REJEKI TIKUS

REZEKI TIKUS 

Penulis: Zulfa, tutor pendidikan non formal kota Tegal
Editor:  Dr. MRT (Dr. Mampuono R. Tomoredjo, S. Pd., S. Pd., M. Kom.) 
(Ditulis dengan Strategi Tali Bambuapus Giri - Implementasi Literasi Produktif Bersama dalam Pembuatan Pustaka Digital Mandiri Berbasis AI.) 

Dalam kehidupan sehari-hari, manusia kerap kali terburu-buru dalam mencapai tujuan, sehingga melupakan bahwa alam di sekitarnya juga memiliki cara sendiri untuk ikut serta dalam permainan hidup. Salah satu pengalaman yang mengajarkan saya tentang keikhlasan adalah ketika saya harus “berbagi” snack box dengan seekor tikus. Mungkin terdengar absurd—apa hubungan antara saya, seorang pengajar, dan seekor tikus yang cerdik? Namun, justru di situ letak ironi kehidupan, di mana hal-hal kecil seringkali menyimpan pelajaran yang lebih besar.


Hari itu, seperti biasa, rutinitas mengajar menyita hampir seluruh waktu saya. Sejak pagi hingga sore, saya berpindah-pindah dari satu rumah ke rumah lainnya untuk berbagi ilmu. Seusai mengajar seorang anak bernama Mawar, saya mendapat suguhan kue-kue basah yang lezat: risol, mochi, dan aneka jajanan lainnya. Karena terburu-buru menuju lokasi mengajar berikutnya, saya tidak sempat menikmatinya dan memilih membawa pulang jajanan tersebut dalam snack box.


Saya gantungkan snack box itu dengan aman di motor saya—setidaknya, itulah yang saya pikirkan. Ketika saya sampai di rumah siswa berikutnya, yaitu Melati, yang memiliki halaman cukup luas, saya memarkir motor agak jauh dari ruang belajar. Pikiran saya sudah melayang pada saat di rumah nanti, ketika semua aktivitas selesai, saya bisa menikmati jajanan yang sudah saya bawa pulang.


Namun, Allah SWT memiliki rencana lain, seperti firman-Nya: “Boleh jadi kamu membenci sesuatu, padahal ia amat baik bagimu, dan boleh jadi kamu menyukai sesuatu, padahal ia amat buruk bagimu. Allah mengetahui, sedangkan kamu tidak mengetahui” (QS. Al-Baqarah: 216). Setelah selesai mengajar dan kembali ke motor, saya mendapati pemandangan yang tak terduga: plastik snack box itu sudah sobek. Jajanan yang saya dambakan hilang, diambil oleh seekor tikus yang tak terlihat. Hanya tersisa dua mochi, salah satunya sudah sedikit rusak, seolah-olah tikus itu kehilangan selera setelah menggigitnya.

▶ **Soal Latihan**
1) Tolong jawab pertanyaan tentang cerita tikus berikut secara singkat.
(a) Siapa nama anak yang diajar penulis sebelum mendapat suguhan kue-kue basah?
(b) Di rumah siswa bernama siapa penulis memarkir motor agak jauh dari ruang belajar?
(c) Berapa mochi yang tersisa setelah jajanan diambil tikus?
2) Tulis kelanjutan cerita tikus mulai setelah kalimat terakhirnya.
Baris-baris data berasal dari sumber yang berbeda dengan cerita tikus.

▶ **Data yang Diberikan**
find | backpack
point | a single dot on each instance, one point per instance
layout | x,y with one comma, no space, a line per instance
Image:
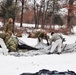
12,44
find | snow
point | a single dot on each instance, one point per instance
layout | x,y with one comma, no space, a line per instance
15,65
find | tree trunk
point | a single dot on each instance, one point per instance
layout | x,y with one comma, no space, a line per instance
22,13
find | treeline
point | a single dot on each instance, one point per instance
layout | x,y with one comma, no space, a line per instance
45,13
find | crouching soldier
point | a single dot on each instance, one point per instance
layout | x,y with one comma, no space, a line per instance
57,39
12,44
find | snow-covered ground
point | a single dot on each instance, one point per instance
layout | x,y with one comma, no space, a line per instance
13,65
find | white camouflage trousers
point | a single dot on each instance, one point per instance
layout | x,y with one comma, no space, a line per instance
58,44
3,48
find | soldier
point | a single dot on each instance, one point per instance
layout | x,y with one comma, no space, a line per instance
57,39
6,35
8,26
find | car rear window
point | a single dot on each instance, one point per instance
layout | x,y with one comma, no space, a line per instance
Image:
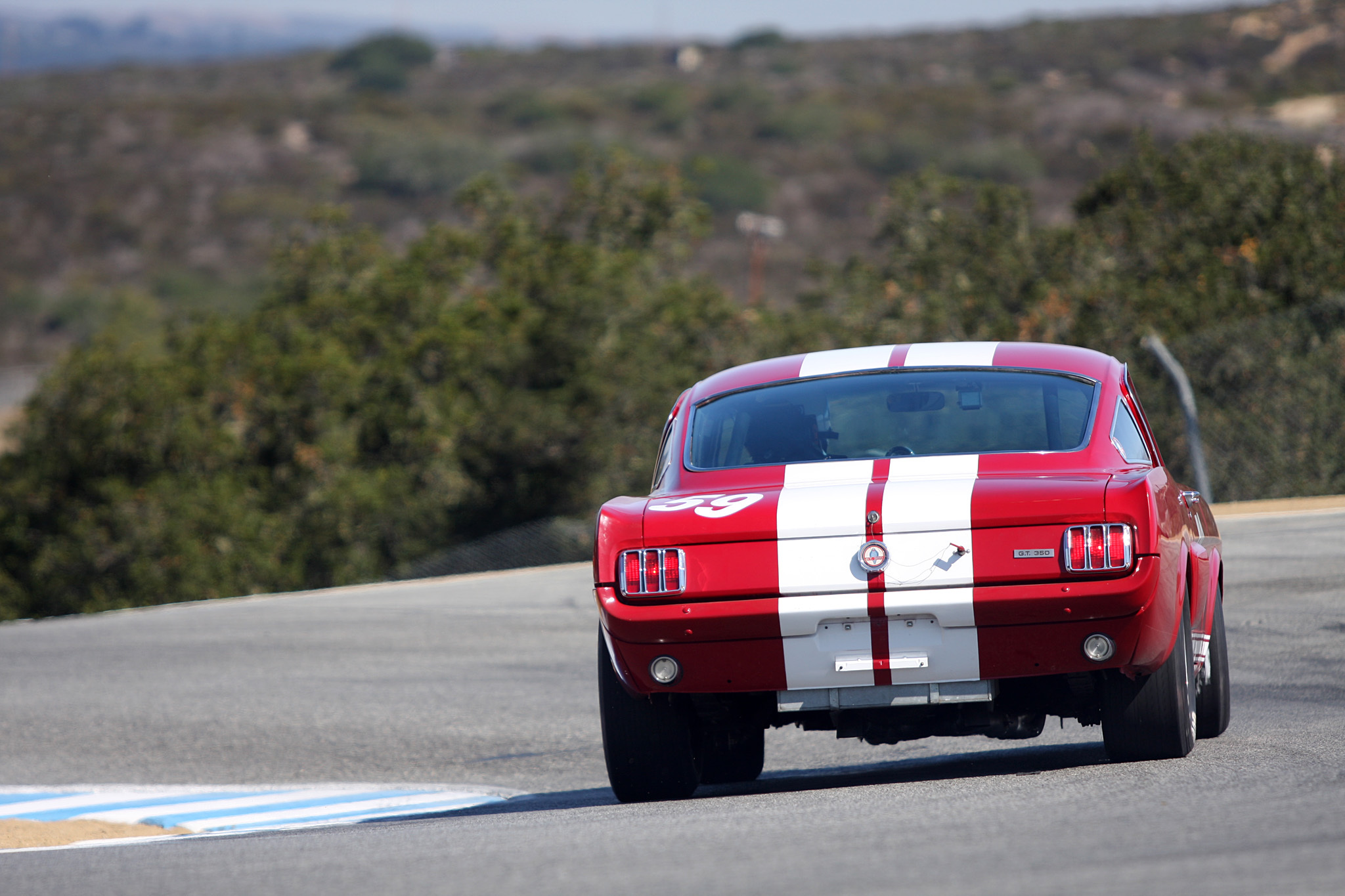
892,414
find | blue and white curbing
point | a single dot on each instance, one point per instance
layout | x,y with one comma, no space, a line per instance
244,809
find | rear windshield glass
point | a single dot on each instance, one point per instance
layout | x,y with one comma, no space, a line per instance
892,414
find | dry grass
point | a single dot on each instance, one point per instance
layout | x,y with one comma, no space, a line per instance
1320,503
16,833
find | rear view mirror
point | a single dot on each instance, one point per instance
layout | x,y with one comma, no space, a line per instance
911,402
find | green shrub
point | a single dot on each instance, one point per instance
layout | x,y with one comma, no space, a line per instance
374,409
728,184
384,62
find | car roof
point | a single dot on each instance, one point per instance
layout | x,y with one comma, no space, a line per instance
1048,356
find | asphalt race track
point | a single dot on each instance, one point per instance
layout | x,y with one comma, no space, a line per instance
490,680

▶ **Jawaban Latihan**
1)
(a) Mawar.
(b) Melati.
(c) Dua mochi.

2)
Betapa seringnya kita merencanakan sesuatu dengan penuh harapan, namun kenyataannya malah berakhir berbeda. Tikus, yang sering dianggap sebagai makhluk kecil dan menjijikkan, tiba-tiba menjadi simbol dari kekuatan tak terlihat yang mengganggu rencana besar kita. Sebagaimana Allah SWT berfirman: “Dan Dia memberinya rezeki dari arah yang tiada disangka-sangkanya” (QS. At-Talaq: 3). Hari itu, rezeki saya ternyata telah dialihkan kepada si tikus.


Meski awalnya  terasa menggoda, dengan penuh kesadaran saya berkata dalam hati, “Terima kasih, wahai tikus, telah mengajarkan arti keikhlasan.” Terkadang, ada pelajaran tersembunyi di balik kejadian yang kita anggap merugikan. Dalam hadits, Rasulullah SAW bersabda: “Barangsiapa yang ridha kepada ketentuan Allah, maka Allah akan ridha kepadanya. Barangsiapa yang tidak ridha, maka ia akan memperoleh kemurkaan Allah” (HR. Tirmidzi).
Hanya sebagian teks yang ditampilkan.